* **ABOUT THIS EXERCISE**: Below are the entries; state how many of their lines contain the string "cattle", and nothing more.

###

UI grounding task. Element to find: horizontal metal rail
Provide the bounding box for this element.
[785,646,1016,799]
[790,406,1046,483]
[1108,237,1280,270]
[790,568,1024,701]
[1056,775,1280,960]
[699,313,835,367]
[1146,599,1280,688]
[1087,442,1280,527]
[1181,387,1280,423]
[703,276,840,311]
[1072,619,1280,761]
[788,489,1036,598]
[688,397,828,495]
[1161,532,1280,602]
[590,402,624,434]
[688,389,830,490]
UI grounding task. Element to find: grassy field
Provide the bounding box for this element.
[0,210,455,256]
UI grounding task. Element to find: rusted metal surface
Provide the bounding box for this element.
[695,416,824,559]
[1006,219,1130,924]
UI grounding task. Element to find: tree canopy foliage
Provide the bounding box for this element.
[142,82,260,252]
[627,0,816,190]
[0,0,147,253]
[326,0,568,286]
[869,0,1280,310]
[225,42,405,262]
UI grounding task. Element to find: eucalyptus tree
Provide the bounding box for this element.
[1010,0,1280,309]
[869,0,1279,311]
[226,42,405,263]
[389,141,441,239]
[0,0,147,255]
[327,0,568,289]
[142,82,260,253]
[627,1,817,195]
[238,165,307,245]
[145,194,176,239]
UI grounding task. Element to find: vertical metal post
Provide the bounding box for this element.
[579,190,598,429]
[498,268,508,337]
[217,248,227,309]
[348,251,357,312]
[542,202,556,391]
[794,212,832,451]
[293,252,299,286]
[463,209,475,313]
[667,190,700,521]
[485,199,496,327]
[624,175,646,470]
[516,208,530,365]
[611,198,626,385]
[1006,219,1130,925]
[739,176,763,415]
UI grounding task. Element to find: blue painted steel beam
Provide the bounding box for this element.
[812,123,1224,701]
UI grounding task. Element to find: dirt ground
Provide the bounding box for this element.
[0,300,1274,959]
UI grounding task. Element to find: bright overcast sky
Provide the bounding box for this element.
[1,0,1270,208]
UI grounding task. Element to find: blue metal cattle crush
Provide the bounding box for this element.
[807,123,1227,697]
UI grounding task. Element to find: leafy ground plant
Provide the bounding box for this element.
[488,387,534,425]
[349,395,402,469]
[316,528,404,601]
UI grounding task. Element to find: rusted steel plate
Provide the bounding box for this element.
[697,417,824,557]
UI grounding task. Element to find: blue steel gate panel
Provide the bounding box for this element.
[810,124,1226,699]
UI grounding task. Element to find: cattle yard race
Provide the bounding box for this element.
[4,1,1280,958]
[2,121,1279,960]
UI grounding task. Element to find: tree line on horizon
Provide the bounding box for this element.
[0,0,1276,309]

###

* **WORKED SOLUTION**: 2